Given passage Start Marker
We continue our series of posts on our 15 CSR commitments, this time with a theme that remains at the heart of our activities: helping to preserve our heritage and keep people safe.
Preserving and protecting is at the heart of our DNA
We provide monitoring, engineering and consultancy expertise to infrastructure builders and owners. Our mission is to monitor the condition and behaviour of assets throughout their lifecycle to ensure the safety of their users.
At Sixense, we are also committed to the preservation of territory and cultural heritage, placing environmental issues at the heart of our development projects. We support public authorities and organisations in implementing solutions to adapt to climate change. At Sixense, we also support public and private stakeholders in implementing solutions to adapt to climate change.
Working every day for sustainability and safety
very day and in all our activities, we work to make infrastructures more sustainable and ensure the safety of their users. We contribute to the preservation of territories by helping to reduce demolition and reconstruction operations in favour of an approach focused on extending the life cycle of structures.
Given passage End Marker
- The problem -
According to the Sixense post, how many CSR commitments does the company's series of posts cover?
Recorded data Start Marker
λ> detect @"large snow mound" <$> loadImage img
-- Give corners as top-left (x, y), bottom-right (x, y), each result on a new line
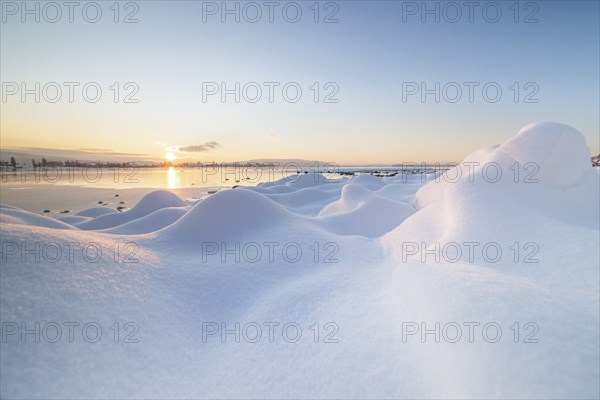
Recorded data End Marker
- Expected answer -
15